PROBLEM DESCRIPTION: Below are some records; output all of them exactly.

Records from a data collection

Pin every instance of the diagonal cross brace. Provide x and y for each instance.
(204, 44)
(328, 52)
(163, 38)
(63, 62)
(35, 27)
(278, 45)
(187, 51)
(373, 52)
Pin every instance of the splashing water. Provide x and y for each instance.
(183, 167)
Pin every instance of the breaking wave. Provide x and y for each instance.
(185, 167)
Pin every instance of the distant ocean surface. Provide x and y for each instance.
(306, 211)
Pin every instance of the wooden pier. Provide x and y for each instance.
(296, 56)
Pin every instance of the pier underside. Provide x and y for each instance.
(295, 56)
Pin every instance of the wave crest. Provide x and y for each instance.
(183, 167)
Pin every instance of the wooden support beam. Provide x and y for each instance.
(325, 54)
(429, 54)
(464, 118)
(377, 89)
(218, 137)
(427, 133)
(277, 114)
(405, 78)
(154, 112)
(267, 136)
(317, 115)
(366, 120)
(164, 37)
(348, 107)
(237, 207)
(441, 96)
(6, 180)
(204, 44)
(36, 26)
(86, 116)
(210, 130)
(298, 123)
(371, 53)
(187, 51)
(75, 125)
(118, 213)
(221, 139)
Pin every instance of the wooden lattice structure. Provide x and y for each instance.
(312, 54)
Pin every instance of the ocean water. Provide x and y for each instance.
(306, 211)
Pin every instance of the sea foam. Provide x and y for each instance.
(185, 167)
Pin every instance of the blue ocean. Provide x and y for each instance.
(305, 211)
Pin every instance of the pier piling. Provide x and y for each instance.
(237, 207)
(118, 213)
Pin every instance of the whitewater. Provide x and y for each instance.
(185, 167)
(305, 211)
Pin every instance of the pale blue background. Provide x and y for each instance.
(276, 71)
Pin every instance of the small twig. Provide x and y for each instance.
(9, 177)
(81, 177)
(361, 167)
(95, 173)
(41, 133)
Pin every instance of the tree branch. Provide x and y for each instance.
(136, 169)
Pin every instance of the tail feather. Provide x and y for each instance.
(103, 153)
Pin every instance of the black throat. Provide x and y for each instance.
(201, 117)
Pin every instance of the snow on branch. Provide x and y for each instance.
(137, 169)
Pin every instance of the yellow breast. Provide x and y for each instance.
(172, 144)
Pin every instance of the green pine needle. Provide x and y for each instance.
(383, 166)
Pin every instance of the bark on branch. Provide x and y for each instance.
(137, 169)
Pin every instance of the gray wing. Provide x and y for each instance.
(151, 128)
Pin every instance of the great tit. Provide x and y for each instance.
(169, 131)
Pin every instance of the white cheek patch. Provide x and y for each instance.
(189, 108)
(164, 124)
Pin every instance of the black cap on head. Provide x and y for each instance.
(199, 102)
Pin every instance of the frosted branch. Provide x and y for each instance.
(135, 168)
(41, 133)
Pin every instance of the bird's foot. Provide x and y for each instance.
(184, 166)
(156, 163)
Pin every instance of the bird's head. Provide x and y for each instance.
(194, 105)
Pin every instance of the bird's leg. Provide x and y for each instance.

OUTPUT OF THE EXERCISE:
Pin every instance of the diagonal cross brace. Provide x and y for each instance.
(204, 44)
(328, 52)
(163, 38)
(63, 62)
(35, 27)
(278, 45)
(187, 51)
(373, 52)
Pin every instance of the splashing water. Provide x and y for each instance.
(183, 167)
Pin every instance of the breaking wave. Provide x and y for each instance.
(185, 167)
Pin every instance of the distant ocean surface. Provide x and y for each instance.
(306, 211)
Pin every instance of the wooden pier. Provide x and y for each instance.
(296, 56)
Pin every instance of the pier underside. Provide x and y for each instance.
(295, 56)
Pin every instance of the wave crest. Provide x and y for each instance.
(183, 167)
Pin every instance of the wooden support beam. Provide x and y for each instance.
(325, 54)
(429, 54)
(464, 118)
(377, 89)
(218, 137)
(427, 133)
(277, 114)
(405, 78)
(154, 112)
(267, 136)
(317, 115)
(366, 120)
(164, 37)
(348, 107)
(237, 207)
(441, 96)
(6, 180)
(204, 44)
(36, 26)
(86, 116)
(210, 130)
(298, 123)
(371, 53)
(187, 51)
(75, 125)
(118, 213)
(221, 139)
Pin every instance of the wooden lattice structure. Provide x and y for each instance.
(312, 54)
Pin every instance of the ocean water. Provide x and y for each instance.
(306, 211)
Pin every instance of the sea foam. Provide x and y for each instance.
(185, 167)
Pin every instance of the blue ocean. Provide x and y for each instance.
(305, 211)
Pin every instance of the pier piling. Provide x and y for each instance.
(237, 207)
(118, 213)
Pin every instance of the whitewater. Provide x and y for each instance.
(185, 167)
(305, 211)
Pin every instance of the pale blue background. Provide x and y for each instance.
(276, 71)
Pin every instance of the small twig. Provide x and y for each instance.
(9, 177)
(81, 177)
(361, 167)
(95, 173)
(41, 133)
Pin every instance of the tree branch. Provide x and y for each instance.
(136, 169)
Pin every instance of the tail feather. Provide x and y for each instance.
(103, 153)
Pin every instance of the black throat. Provide x and y for each instance.
(201, 117)
Pin every instance of the snow on branch. Provide x and y for each instance.
(137, 169)
Pin every instance of the yellow breast. Provide x and y for each instance.
(172, 144)
Pin every instance of the green pine needle. Provide x and y for each instance.
(383, 166)
Pin every instance of the bark on branch. Provide x and y for each instance.
(137, 169)
Pin every instance of the gray wing. Provide x and y for each instance.
(151, 128)
Pin every instance of the great tit. Provide x and y for each instance.
(169, 131)
Pin every instance of the white cheek patch. Provide x and y for each instance.
(189, 108)
(164, 124)
Pin every instance of the black cap on head. Provide x and y for each instance.
(199, 102)
Pin every instance of the frosted branch. Provide x and y for each instance.
(135, 168)
(41, 133)
Pin every instance of the bird's foot. Provide x and y for each instance.
(184, 166)
(156, 163)
Pin every instance of the bird's head. Provide x and y for each instance.
(194, 105)
Pin every instance of the bird's leg. Provide x and y for each instance.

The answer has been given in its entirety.